[Stored records]
*** Block opens ***

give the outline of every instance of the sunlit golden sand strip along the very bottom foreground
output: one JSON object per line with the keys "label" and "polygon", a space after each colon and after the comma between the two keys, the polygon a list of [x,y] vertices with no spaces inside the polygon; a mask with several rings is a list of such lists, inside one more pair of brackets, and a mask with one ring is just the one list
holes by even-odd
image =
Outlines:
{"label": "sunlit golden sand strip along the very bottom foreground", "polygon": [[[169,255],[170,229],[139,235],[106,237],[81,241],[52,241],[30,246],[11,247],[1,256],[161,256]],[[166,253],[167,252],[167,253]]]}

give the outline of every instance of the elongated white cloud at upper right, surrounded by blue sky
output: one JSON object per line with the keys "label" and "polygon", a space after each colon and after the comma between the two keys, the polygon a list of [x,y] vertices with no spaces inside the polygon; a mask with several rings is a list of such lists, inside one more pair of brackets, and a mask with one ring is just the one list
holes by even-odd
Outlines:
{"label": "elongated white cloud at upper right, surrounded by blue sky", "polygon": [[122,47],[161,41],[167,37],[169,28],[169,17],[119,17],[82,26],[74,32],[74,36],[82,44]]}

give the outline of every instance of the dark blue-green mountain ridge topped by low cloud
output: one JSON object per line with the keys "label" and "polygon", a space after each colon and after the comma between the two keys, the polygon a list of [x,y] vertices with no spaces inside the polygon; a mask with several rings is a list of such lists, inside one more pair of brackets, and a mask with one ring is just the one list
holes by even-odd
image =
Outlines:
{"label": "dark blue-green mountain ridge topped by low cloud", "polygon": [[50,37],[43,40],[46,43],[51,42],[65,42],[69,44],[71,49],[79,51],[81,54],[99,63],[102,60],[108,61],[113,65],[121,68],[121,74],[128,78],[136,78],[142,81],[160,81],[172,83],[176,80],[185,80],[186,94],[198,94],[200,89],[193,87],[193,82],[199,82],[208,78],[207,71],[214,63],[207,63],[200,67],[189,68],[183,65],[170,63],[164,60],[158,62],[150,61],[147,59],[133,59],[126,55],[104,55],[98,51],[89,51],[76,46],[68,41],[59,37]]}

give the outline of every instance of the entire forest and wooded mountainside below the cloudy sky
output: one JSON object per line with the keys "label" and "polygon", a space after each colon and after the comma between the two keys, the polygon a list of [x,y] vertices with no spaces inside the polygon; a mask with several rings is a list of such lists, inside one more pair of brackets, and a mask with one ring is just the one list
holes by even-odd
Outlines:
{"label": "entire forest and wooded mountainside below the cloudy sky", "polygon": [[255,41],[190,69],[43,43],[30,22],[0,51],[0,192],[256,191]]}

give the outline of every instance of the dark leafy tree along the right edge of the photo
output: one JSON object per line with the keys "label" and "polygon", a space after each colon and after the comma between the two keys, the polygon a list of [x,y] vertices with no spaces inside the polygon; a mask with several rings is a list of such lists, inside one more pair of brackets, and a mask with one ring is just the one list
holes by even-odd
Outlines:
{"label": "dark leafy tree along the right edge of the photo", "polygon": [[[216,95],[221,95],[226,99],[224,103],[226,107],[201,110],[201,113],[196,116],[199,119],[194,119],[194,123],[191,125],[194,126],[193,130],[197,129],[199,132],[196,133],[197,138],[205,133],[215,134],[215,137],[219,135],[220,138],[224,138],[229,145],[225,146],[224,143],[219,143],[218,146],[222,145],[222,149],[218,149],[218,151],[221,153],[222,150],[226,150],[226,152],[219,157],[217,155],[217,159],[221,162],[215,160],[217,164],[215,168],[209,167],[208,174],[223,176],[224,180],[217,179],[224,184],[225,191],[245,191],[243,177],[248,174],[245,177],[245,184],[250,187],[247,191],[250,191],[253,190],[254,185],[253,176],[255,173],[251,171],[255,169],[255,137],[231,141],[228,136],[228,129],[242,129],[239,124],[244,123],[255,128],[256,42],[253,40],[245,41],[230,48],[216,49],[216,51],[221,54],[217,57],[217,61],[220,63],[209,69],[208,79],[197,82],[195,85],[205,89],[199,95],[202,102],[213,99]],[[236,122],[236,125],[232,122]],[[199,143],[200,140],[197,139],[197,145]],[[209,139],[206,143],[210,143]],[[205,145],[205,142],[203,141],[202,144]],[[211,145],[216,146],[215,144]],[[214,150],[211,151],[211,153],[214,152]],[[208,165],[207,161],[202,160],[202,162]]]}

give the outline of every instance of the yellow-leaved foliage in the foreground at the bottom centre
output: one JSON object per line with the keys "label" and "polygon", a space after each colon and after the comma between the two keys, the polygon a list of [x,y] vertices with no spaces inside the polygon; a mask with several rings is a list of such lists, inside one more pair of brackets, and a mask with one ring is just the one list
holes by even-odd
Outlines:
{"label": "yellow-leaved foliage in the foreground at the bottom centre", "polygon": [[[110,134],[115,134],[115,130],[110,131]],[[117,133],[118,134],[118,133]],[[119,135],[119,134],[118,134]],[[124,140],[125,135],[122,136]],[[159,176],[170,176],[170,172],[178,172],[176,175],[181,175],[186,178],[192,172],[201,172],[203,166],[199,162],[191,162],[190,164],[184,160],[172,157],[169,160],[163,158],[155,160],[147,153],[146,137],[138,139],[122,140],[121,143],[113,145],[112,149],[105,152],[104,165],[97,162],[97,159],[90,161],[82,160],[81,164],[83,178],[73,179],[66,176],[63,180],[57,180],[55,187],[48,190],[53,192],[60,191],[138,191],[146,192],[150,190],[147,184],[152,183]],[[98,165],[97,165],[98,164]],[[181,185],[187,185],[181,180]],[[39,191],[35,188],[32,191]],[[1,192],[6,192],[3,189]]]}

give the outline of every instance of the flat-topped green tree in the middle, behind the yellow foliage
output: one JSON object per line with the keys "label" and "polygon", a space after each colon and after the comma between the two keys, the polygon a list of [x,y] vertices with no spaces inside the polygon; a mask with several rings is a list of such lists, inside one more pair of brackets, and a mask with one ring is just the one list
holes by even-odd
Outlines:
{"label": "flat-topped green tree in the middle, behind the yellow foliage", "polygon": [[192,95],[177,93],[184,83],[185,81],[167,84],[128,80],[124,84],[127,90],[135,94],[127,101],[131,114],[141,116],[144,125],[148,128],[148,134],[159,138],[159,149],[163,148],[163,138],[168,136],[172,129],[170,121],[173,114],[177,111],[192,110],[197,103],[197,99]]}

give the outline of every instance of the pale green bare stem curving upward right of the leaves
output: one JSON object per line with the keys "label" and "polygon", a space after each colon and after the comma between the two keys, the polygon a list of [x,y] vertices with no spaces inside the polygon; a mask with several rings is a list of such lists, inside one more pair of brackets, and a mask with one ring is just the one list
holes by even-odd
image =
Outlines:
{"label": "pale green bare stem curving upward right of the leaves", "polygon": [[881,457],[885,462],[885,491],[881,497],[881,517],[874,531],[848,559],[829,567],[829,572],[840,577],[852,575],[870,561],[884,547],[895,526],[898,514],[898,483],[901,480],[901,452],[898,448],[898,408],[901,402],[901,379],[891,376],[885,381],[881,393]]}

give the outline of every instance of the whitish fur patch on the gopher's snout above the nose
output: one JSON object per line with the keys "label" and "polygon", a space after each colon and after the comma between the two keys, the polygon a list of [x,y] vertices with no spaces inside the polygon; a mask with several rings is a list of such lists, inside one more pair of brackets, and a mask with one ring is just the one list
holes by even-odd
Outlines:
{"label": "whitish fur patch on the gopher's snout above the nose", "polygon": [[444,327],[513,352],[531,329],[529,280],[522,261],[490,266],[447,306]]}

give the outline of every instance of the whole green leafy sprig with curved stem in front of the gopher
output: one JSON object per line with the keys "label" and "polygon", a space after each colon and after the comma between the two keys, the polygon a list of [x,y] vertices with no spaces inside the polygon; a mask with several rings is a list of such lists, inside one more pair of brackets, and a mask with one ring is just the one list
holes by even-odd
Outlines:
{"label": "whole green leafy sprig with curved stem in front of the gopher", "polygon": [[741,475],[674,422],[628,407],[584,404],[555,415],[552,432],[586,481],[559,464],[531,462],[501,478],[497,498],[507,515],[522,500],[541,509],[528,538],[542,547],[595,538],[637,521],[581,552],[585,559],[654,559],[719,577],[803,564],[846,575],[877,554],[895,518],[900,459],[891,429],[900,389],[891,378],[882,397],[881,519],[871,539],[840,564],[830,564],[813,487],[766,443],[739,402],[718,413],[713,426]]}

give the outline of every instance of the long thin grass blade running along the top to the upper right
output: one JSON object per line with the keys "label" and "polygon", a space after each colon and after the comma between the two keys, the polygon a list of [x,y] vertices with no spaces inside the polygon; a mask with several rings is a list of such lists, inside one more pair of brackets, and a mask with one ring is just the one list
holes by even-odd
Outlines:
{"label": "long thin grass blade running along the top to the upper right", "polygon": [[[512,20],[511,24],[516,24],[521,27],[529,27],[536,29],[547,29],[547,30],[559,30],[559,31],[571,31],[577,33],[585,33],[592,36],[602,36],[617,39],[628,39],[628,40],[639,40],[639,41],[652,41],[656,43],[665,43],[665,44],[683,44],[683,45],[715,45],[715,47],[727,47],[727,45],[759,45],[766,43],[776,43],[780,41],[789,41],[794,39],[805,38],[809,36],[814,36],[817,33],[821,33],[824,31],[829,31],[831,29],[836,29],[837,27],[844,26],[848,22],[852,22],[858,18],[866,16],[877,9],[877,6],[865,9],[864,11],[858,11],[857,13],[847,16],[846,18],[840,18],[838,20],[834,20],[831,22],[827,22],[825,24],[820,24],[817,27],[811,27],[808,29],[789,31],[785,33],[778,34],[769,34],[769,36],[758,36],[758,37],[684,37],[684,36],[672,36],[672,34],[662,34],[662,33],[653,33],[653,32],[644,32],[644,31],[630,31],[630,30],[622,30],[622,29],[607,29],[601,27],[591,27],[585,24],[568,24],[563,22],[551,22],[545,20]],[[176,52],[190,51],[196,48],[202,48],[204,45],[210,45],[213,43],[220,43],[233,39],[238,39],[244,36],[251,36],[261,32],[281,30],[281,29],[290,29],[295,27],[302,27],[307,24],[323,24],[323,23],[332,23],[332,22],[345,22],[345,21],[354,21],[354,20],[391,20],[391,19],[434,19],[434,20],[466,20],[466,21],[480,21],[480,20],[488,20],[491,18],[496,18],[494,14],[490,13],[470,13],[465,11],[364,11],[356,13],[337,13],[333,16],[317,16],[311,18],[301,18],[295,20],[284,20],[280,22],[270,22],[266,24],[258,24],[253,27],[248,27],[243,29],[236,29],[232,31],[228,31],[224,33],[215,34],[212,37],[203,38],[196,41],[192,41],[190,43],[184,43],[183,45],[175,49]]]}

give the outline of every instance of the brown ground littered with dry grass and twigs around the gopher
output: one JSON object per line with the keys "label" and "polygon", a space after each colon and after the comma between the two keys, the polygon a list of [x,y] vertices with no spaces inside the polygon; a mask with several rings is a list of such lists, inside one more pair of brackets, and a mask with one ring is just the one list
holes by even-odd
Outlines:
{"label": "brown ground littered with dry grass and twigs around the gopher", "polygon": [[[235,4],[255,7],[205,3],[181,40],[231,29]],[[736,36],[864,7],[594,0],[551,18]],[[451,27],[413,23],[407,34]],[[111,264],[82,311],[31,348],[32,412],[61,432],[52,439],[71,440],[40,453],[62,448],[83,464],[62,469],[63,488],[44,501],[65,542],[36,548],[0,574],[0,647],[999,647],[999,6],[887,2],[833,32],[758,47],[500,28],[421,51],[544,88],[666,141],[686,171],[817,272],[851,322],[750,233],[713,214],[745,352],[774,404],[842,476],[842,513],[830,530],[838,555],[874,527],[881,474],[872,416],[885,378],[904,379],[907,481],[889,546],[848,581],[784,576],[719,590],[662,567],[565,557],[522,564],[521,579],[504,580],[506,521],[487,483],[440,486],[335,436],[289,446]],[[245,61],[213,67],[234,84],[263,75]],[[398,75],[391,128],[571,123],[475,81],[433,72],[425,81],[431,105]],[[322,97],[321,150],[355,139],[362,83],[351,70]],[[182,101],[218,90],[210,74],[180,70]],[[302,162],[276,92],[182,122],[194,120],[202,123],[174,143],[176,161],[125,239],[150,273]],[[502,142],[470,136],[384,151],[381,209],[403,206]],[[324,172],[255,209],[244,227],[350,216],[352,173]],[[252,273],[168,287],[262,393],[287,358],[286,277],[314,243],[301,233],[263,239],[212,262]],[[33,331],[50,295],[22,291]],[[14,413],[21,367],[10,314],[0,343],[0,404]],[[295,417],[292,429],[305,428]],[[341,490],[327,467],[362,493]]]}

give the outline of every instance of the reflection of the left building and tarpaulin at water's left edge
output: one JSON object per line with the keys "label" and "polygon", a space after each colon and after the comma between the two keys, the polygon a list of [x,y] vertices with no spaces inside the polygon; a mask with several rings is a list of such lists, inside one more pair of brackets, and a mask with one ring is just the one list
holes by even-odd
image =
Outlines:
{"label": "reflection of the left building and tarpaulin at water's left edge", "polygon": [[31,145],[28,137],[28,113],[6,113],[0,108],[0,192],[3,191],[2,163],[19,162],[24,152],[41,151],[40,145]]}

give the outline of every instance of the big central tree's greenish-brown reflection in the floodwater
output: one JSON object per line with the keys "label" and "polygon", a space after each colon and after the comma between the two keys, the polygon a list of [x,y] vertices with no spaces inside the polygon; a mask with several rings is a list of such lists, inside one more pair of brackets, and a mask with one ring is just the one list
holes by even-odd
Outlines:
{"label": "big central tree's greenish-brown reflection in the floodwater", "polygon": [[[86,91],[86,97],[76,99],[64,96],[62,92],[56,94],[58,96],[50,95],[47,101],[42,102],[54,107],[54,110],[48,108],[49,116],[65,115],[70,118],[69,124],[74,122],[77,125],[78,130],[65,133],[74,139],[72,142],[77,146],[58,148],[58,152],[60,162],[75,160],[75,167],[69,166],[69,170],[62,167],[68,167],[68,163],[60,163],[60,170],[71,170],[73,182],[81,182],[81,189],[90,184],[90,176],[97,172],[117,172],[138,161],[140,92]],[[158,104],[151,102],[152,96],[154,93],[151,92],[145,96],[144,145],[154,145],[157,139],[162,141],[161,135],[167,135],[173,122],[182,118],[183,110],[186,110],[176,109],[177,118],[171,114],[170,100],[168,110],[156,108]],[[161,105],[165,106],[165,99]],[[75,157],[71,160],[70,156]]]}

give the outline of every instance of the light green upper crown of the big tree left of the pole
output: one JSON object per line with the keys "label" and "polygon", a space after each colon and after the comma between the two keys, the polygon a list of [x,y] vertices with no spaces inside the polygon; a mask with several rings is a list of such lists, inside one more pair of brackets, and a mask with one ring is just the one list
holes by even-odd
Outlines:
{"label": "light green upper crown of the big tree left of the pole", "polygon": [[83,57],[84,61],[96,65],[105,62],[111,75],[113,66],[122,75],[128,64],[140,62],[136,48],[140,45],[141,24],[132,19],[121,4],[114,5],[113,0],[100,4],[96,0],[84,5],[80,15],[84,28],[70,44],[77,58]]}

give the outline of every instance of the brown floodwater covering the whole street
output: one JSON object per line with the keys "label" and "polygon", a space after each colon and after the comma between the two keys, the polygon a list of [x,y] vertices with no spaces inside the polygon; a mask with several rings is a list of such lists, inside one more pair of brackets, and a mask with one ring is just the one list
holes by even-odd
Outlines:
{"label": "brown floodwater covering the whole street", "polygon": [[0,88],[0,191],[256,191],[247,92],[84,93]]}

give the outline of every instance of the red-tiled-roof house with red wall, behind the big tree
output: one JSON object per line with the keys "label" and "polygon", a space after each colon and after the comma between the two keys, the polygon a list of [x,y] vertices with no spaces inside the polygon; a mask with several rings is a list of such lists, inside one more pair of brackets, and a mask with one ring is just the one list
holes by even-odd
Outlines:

*** Block closes ***

Write out the records above exactly, from the opening line to the line with "give the outline of every instance of the elongated", including both, with nothing added.

* **WRITTEN REPLY**
give the outline of every instance of the sunlit golden sand strip along the very bottom foreground
output: one JSON object per line with the keys "label" and "polygon", a space after each colon and after the comma between the two keys, the polygon a list of [x,y] vertices with no spaces inside the polygon; a mask with several rings is a list of such lists, inside one more pair of brackets, and a mask with one ring is just the one list
holes by even-odd
image =
Outlines:
{"label": "sunlit golden sand strip along the very bottom foreground", "polygon": [[[169,255],[170,229],[139,235],[106,237],[81,241],[52,241],[30,246],[11,247],[1,256],[161,256]],[[166,253],[167,252],[167,253]]]}

give the outline of every instance of the elongated white cloud at upper right, surrounded by blue sky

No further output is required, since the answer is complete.